• _Work required_:
List every line of the items below that contains the word "woman", copying each line in full.

• _Information supplied_:
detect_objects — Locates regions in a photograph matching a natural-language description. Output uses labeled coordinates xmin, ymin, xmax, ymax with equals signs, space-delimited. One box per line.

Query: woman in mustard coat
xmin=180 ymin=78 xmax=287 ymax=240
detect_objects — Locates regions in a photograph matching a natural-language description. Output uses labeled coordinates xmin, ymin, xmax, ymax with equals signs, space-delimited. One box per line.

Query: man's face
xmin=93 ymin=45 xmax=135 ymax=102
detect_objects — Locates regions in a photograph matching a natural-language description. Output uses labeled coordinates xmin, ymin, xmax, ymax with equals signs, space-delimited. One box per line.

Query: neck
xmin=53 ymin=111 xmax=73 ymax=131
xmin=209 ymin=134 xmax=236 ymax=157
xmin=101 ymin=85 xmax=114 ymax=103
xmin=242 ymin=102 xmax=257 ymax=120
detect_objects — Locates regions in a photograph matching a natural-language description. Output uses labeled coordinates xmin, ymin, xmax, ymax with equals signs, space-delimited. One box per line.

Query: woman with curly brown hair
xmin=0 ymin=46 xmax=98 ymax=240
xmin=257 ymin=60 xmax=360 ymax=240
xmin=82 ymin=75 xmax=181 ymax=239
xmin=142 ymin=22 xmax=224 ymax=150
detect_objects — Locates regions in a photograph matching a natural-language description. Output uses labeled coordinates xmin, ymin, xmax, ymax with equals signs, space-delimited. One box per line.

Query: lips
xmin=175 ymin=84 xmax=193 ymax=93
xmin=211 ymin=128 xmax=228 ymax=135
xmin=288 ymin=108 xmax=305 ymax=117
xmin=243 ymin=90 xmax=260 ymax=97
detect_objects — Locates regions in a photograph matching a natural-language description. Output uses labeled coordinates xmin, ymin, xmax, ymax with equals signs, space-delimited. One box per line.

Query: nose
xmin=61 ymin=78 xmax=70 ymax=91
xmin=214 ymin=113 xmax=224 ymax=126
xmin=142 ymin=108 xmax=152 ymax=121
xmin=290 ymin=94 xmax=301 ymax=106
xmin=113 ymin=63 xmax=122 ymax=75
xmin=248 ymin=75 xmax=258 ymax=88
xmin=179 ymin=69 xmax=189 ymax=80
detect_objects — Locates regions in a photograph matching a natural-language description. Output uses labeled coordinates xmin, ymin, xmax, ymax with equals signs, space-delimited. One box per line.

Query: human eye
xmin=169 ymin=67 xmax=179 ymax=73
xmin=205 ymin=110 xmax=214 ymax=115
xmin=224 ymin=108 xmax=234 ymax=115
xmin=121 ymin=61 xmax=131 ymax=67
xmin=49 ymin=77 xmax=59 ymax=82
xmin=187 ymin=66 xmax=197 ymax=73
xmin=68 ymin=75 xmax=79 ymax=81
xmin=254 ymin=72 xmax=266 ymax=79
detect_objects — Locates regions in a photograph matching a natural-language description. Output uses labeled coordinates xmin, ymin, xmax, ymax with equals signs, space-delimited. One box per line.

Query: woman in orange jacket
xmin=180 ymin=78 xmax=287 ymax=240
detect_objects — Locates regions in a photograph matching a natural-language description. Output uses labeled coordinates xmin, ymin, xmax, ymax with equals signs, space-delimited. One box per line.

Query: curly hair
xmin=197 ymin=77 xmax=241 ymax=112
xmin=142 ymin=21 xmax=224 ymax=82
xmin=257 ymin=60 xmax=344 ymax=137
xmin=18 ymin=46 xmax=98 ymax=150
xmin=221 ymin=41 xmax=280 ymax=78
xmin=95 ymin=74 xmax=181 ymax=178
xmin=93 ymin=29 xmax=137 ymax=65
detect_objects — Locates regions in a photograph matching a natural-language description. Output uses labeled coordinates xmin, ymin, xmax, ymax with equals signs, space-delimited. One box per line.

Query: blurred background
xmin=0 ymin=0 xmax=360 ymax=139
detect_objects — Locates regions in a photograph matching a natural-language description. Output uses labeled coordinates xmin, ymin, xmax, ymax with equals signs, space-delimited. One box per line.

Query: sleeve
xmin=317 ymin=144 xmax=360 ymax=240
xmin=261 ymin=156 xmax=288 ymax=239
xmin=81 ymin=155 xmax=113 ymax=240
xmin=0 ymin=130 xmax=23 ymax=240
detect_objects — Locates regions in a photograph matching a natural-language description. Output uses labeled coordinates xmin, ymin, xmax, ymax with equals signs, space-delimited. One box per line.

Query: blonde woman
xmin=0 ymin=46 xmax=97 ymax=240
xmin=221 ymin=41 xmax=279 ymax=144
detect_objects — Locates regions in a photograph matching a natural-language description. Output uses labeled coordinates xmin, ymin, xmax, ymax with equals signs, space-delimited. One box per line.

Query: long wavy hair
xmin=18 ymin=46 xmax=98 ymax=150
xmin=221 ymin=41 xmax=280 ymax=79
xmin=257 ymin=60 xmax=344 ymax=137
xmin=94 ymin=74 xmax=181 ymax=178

--

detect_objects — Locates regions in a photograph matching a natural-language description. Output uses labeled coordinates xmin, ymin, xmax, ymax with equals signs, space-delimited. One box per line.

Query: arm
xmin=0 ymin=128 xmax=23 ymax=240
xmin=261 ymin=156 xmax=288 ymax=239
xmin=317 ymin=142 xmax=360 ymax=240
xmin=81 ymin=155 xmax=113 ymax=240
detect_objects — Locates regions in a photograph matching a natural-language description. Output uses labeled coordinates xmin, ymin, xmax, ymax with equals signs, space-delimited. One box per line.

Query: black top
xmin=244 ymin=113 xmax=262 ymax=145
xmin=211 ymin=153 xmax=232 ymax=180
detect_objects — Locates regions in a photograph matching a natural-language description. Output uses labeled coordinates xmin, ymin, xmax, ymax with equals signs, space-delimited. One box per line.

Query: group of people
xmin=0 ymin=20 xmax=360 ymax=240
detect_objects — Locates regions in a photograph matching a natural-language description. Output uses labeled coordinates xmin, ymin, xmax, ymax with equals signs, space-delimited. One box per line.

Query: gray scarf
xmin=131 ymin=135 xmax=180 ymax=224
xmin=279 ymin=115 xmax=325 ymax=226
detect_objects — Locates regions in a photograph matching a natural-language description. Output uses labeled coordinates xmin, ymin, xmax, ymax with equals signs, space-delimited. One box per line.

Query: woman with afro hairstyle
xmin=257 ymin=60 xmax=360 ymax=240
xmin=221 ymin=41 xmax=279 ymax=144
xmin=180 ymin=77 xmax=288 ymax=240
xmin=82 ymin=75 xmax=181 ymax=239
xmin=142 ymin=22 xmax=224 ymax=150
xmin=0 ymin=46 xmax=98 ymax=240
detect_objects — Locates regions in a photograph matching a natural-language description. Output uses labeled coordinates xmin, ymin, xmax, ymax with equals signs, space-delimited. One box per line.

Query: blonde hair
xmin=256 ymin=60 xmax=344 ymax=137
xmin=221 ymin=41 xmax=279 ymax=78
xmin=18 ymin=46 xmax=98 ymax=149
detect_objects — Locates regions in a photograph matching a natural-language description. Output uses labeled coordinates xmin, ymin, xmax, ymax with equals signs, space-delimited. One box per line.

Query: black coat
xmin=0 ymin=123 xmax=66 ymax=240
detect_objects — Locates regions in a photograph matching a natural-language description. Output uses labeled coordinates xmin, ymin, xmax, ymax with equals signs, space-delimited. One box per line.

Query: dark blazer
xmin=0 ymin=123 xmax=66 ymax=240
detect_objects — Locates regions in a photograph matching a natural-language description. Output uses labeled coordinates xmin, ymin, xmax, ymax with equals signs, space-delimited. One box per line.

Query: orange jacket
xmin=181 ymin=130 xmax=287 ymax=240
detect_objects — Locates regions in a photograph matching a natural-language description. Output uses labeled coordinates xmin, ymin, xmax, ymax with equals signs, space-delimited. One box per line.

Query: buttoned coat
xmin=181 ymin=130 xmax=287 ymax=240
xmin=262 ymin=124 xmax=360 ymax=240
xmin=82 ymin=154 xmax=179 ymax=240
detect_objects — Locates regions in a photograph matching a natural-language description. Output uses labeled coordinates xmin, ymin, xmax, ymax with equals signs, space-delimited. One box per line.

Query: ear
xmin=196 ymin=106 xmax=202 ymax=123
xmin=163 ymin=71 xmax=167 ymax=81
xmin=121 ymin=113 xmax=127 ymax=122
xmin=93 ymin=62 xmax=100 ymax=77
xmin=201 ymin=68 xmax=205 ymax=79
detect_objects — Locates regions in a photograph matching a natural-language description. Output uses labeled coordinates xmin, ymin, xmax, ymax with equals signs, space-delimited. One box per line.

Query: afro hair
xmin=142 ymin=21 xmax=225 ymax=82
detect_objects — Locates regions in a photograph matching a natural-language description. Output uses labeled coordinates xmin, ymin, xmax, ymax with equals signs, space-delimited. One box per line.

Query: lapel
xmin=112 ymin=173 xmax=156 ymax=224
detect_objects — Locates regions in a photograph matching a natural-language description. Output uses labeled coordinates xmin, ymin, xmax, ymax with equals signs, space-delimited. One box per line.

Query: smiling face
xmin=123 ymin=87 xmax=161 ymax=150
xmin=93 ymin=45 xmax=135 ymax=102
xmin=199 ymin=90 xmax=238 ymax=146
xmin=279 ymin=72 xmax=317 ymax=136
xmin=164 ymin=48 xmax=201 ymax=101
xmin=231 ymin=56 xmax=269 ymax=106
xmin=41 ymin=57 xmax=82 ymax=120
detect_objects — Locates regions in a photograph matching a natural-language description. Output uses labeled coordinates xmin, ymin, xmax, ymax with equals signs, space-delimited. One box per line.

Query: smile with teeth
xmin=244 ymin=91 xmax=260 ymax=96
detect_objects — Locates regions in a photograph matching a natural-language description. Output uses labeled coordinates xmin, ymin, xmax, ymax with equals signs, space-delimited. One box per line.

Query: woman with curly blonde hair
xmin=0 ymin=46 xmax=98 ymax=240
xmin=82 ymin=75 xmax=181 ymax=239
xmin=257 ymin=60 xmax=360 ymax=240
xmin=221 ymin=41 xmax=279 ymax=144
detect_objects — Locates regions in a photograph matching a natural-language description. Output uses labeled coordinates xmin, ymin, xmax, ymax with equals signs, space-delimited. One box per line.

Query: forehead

• _Written response_:
Query: woman in mustard coat
Query: woman with curly brown hair
Query: woman in orange jacket
Query: blonde woman
Query: woman with afro hairstyle
Query: woman with curly blonde hair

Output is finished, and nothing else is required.